Pointing lines:
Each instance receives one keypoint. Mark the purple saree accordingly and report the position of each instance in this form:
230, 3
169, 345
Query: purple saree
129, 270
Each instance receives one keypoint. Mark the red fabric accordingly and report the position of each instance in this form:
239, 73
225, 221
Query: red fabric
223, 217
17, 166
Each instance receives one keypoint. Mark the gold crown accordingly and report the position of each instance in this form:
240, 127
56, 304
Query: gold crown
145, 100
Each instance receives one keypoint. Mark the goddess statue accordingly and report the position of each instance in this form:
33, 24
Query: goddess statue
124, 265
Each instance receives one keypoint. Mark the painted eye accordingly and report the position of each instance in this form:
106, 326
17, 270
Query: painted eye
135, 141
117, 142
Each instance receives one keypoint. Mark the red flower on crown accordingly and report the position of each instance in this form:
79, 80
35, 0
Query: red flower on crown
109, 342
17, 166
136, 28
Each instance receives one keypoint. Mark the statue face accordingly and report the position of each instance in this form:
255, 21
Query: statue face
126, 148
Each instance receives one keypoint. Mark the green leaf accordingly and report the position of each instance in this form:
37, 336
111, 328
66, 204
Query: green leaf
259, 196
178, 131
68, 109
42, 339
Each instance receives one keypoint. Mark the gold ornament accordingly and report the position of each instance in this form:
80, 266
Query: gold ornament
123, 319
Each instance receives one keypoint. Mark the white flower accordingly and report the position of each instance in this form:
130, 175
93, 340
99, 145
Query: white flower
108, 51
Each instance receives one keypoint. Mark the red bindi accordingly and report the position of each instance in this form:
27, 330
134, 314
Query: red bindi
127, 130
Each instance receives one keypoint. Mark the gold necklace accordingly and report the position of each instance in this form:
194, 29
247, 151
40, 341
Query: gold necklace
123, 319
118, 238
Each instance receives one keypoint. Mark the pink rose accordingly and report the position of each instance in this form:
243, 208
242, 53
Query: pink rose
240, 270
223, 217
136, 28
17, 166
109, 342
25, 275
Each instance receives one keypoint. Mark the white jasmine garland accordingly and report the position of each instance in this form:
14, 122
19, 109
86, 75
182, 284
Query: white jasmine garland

• **EXERCISE INSTRUCTIONS**:
Copy out all of the lines above word for word, changing nothing.

• **EXERCISE ANSWER**:
Each instance receives one keypoint. Mark the purple saree accordingly and report the position of each instance in this form:
230, 3
169, 345
Query: purple saree
129, 270
Each instance receives one keypoint. Mark the red fabric accordingly and report the position of each instance in this form:
239, 73
225, 221
Query: red fabric
223, 217
17, 166
Each instance receives one keypoint. Mark the gold crown accordingly and report the position of each instance in this form:
240, 127
56, 304
Query: gold crown
145, 100
Each instance receives one keypoint. Mark the goddess statue accordingly and report the position of each instance in this form:
33, 24
Query: goddess statue
124, 265
Each instance receives one keypoint. Mark the painted eye accordingly and report the position of each instance in this form:
106, 326
17, 270
Query: painted eye
135, 141
117, 142
Each instance receives one keypoint. Mark the red flower on crown accordingly and report the position of each instance in this form:
79, 80
35, 0
Query: red flower on crown
109, 342
17, 166
136, 28
Each instance receives one keypoint. Mark the statue face accordingly and report the position of each instance in this form:
255, 21
Query: statue face
126, 148
Each instance receives one keypoint. Mark the green leaf accordingly and report the position of each instance in this form:
37, 336
111, 328
66, 204
Query: green leaf
259, 196
178, 131
68, 109
42, 339
Each instance receives one keypoint. Mark the gold ornament accordingly and report the position of each instance in this form:
80, 266
Query: gold ornament
123, 319
Each instance receives one keypoint. Mark the white flower accordingly and report the position of each instance in this form:
130, 175
93, 340
99, 145
Query: white flower
108, 51
Each instance receives one keypoint. Mark the red bindi accordingly and report the position of each instance in this form:
27, 330
134, 314
Query: red bindi
127, 130
Each instance receives one keypoint. Mark the gold necklace accordingly and report the position of each instance in this form:
194, 29
247, 151
40, 341
Query: gold necklace
123, 319
118, 238
Each instance receives one keypoint. Mark the pink rose accordingly and report the position of each instance in this form:
243, 208
242, 53
Query: pink rose
240, 270
223, 217
136, 28
17, 166
109, 342
25, 275
Each instance receives one keypoint. Mark the white jasmine garland accordingly and report the position of each instance in this form:
14, 122
19, 109
86, 75
182, 284
Query: white jasmine garland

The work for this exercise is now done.